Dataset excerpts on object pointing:
================

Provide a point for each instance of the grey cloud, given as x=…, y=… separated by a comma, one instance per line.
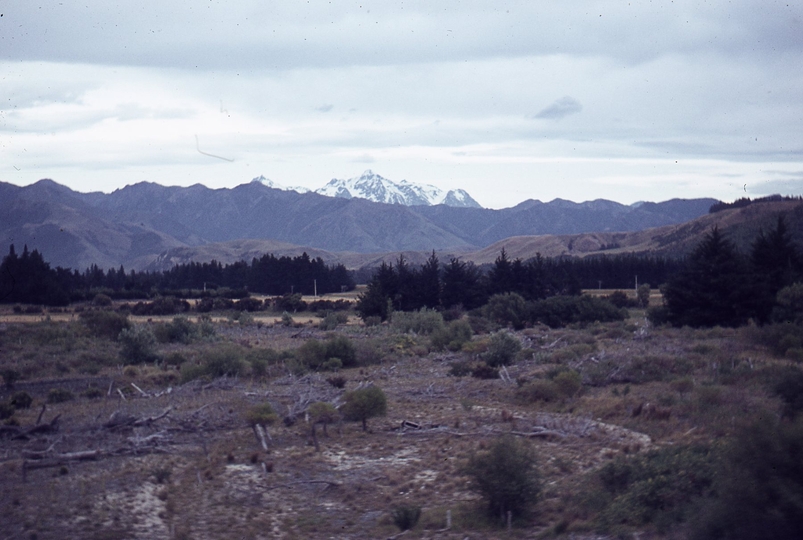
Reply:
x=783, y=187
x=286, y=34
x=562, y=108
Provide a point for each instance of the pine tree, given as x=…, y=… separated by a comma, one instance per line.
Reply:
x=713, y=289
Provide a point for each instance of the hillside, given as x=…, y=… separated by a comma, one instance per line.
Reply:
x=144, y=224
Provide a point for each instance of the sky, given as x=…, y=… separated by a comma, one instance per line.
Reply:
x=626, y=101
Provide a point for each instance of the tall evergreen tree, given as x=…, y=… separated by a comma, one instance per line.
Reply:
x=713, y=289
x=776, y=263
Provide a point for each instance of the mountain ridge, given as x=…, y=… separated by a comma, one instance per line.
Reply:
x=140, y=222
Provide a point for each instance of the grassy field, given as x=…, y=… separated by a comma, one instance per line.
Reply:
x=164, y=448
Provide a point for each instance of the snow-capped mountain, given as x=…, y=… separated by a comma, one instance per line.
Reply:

================

» **Short task**: Rewrite the material above as a numbered list, from its first line through the line containing "x=626, y=101", including both ends, with blank lines dropped and the pictures left out.

» **Worked solution**:
1. Provide a point for each instance of the grey cloud, given as x=…, y=… separated by a comma, one instance per line.
2. Reply:
3. x=783, y=187
4. x=286, y=34
5. x=562, y=108
6. Provide a point for each instance of the pine tree, given as x=…, y=… separated by a comma, one instance per line.
7. Reply:
8. x=713, y=289
9. Provide a point for each instance of the hillside, given as x=…, y=… separated by a comma, one instance per line.
10. Reply:
11. x=144, y=224
12. Provide a point for each instance of the sky, given as x=…, y=… separated by a comma, one instance per line.
13. Reply:
14. x=626, y=101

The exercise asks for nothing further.